Problem 1:
The sermon below names the people whose spiritual children we are. List all of them.
Problem 2:
Answer these questions about the sermon below:
(a) What did the old garage become after the remodeling?
(b) Who said, "Nothing we do changes the past. Everything we do changes the future."?
(c) In which novel does a character ask, "How will we know it's us without our past?"

Reading text Block Start

Holy Spirit. Not for “absence and nothingness,” but for presence and somethingness, and so far as old querulous Nicodemus was concerned, a rather unpredictable con job herself.
August 2, 2007
Stuff
Pent 10/13C [Eccles 1.12ff,2.18-23; Lk 12.13-21]
A few years ago when CP and I remodeled a major part of our home, one of the things that had to go was the garage. It never was much of a garage anyway when it came to cars, but when it came to stuff and getting things out of sight and out of mind, it was a splendid example of ingenious irresponsibility
It’s now a handsome kitchen and library of which we’re also irresponsibly proud. But then, without the old garage, there was still all that stuff which it had previously contained quite handsomely.
The rich man in the parable this morning brings all this to mind. Certainly not because of his wealth, but mainly because he got rid of his stuff by building a barn, and we got rid of ours by building a shed. Not really…
He stored his plentiful crops. We stored our plentiful stuff. You know — the mower, the backhoe, the old paint cans and plant food, the Christmas tree stand, assorted old tools, and, of course, the left overs of my once upon a time career as a geologist, ie, the box of my favorite rocks. It’s the one the movers always ask, “do they go?”
The propers this morning are altogether discomforting for pack rats. That old cynic who wrote Ecclesiastes thought everything is just blowing in the wind. But still, he’s accumulated a lot that’s very valuable to him, and he’s anguishing over whether it will be inherited by a wise person or a fool. He knows surely that it’ll be a fool and got by somebody who didn’t work for it at all, let alone work as hard as he did. I worry like that. But I figure that most of our stuff will just be thrown out.
It’s not all that easy to get rid of stuff and even harder to think that somebody else might not appreciate it at all and might not want it around as much as we do. We churchers can learn a lot from that, not just about our own personal rat-packing, but about the incessant need some of us have to live in the past and to turn the church into a kind of religious and institutional warehouse with a St Whosit Storage Pod on every corner complete with Mission Statement.
All this is not to belittle the past. Far from it. John Steinbeck in The Grapes of Wrath has a character ask an important question, “How will we know it’s us without our past?” We need to remember and to be reminded always that we are the spiritual children of Abraham and Sarah and Hagar, of Isaac and Rebekah, and of Jacob and Leah. There is no way to live into, appreciate, and understand our Christian heritage without that past, no way to keep track of who we are. But neither is there any healthy way merely to live only with the past, for to do so is to lose track not only of who we are but of who we can become.
Paradoxically, if all we do is live in the past, of course, there will be no past for us. It will merely turn in on itself in a kind of moebius strip of being, one of those two-dimensional bands with no beginning and no end — and no depth. We’ll not be creating our past. Our past will be recreating us.
Our faith tradition says of human being that we are imagined by God to be free to choose: to love, to create, to reason, to live in harmony with all of creation and with God. Such imaginative choosing creates the past. But such imagination, as well, opens us to the future. That perceptive Roman Catholic nun Sister Joan Chittister put it this way, “Nothing we do changes the past. Everything we do changes the future.”
The church will only die if, like the cynic in Ecclesiastes, it doesn’t live in the present and trust the future. And like the rich man storing up his past, it will simply commit suicide from overdosing and suffocating on itself. Rather must the we see in these stories today the truth also seen by the Zen poet who wrote: “I do not seek to follow in the footsteps of those of old. I seek the things they sought.”

Reading text Block End
Source data Block Start

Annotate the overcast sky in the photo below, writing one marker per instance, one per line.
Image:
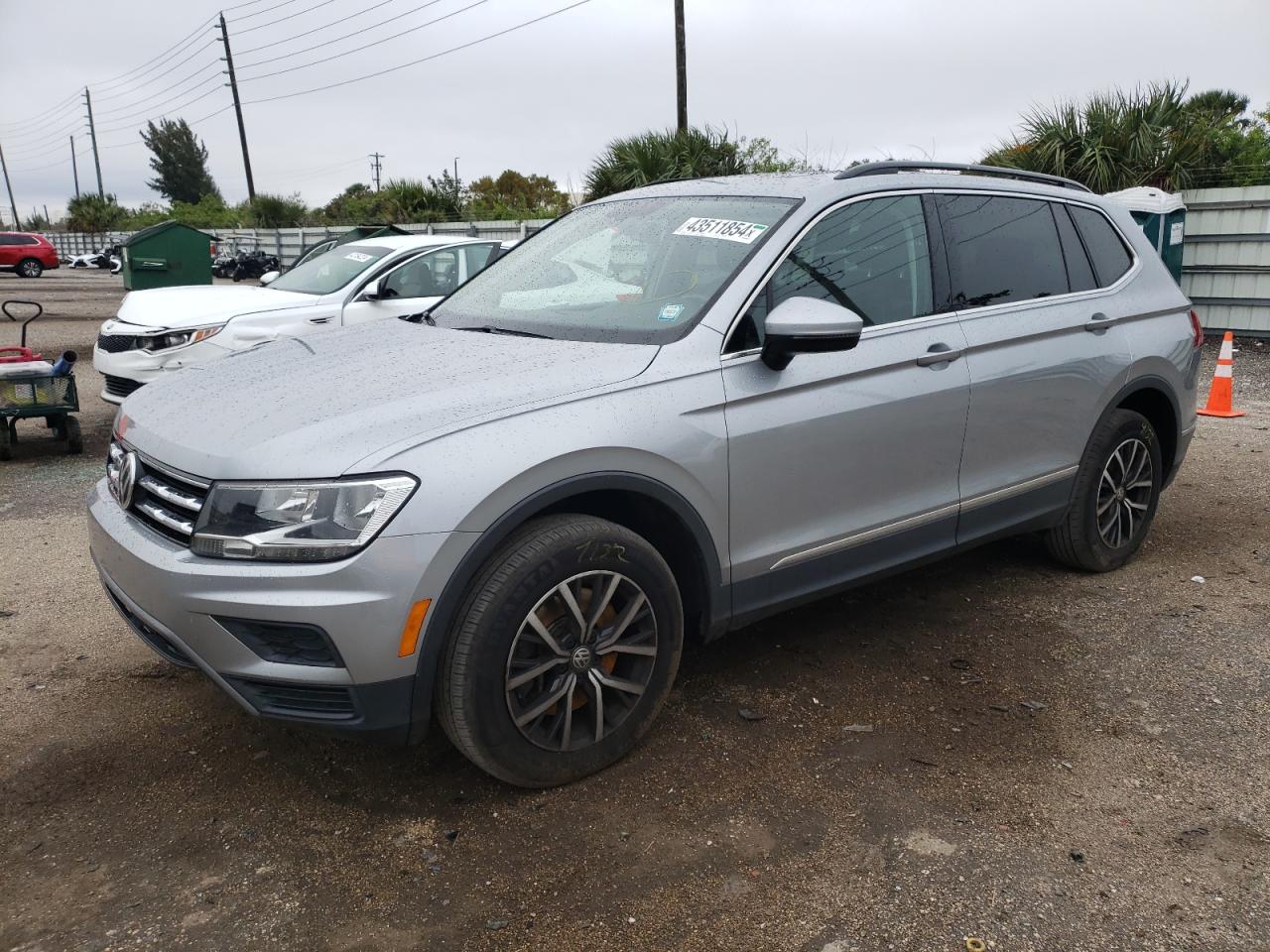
(834, 79)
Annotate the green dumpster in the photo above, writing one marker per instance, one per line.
(166, 255)
(1162, 217)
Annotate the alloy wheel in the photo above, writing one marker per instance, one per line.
(580, 660)
(1124, 493)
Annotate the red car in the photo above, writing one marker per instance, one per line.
(26, 254)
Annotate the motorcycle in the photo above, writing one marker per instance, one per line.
(222, 266)
(253, 264)
(104, 258)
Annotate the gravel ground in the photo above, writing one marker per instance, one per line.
(989, 747)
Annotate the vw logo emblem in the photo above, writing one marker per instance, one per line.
(125, 480)
(580, 658)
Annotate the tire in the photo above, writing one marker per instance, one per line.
(1115, 500)
(492, 721)
(73, 438)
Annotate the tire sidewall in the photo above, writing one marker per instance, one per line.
(490, 633)
(1124, 424)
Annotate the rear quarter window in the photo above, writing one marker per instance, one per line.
(1107, 254)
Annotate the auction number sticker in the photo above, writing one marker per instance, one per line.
(742, 231)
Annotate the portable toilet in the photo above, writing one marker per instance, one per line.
(166, 255)
(1162, 216)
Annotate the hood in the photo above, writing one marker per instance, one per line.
(195, 306)
(312, 408)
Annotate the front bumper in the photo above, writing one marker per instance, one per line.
(141, 367)
(173, 601)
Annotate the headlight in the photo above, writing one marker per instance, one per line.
(178, 338)
(298, 522)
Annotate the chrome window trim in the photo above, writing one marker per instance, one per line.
(970, 312)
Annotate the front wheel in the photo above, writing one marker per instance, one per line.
(1116, 493)
(563, 654)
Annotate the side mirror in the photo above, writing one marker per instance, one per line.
(807, 325)
(377, 291)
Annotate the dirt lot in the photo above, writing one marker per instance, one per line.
(985, 748)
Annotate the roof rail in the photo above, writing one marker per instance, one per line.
(890, 168)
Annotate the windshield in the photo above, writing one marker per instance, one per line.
(331, 271)
(635, 271)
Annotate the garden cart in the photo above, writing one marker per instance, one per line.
(33, 389)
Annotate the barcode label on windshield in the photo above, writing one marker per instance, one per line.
(742, 231)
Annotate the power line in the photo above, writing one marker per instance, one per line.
(75, 98)
(42, 121)
(289, 18)
(41, 145)
(426, 59)
(178, 95)
(318, 30)
(127, 125)
(261, 13)
(239, 7)
(155, 62)
(357, 32)
(134, 91)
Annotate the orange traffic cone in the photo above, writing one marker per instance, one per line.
(1219, 397)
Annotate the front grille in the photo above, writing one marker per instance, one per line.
(285, 643)
(119, 386)
(116, 343)
(164, 500)
(309, 702)
(162, 644)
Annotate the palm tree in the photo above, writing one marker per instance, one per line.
(1153, 136)
(663, 157)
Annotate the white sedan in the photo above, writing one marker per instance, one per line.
(166, 329)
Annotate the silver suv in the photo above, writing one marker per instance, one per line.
(668, 414)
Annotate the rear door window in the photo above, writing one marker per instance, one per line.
(1001, 249)
(1080, 275)
(1110, 258)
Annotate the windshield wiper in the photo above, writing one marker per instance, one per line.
(508, 331)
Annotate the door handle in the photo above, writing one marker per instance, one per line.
(938, 353)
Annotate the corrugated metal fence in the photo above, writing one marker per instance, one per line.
(289, 243)
(1225, 258)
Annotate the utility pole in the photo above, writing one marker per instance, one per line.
(73, 167)
(13, 206)
(238, 109)
(91, 132)
(681, 70)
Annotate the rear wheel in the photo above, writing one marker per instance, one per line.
(1116, 493)
(563, 654)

Source data Block End

Response 1:
Abraham, Sarah, Hagar, Isaac, Rebekah, Jacob, Leah

Response 2:
(a) A kitchen and library
(b) Sister Joan Chittister
(c) The Grapes of Wrath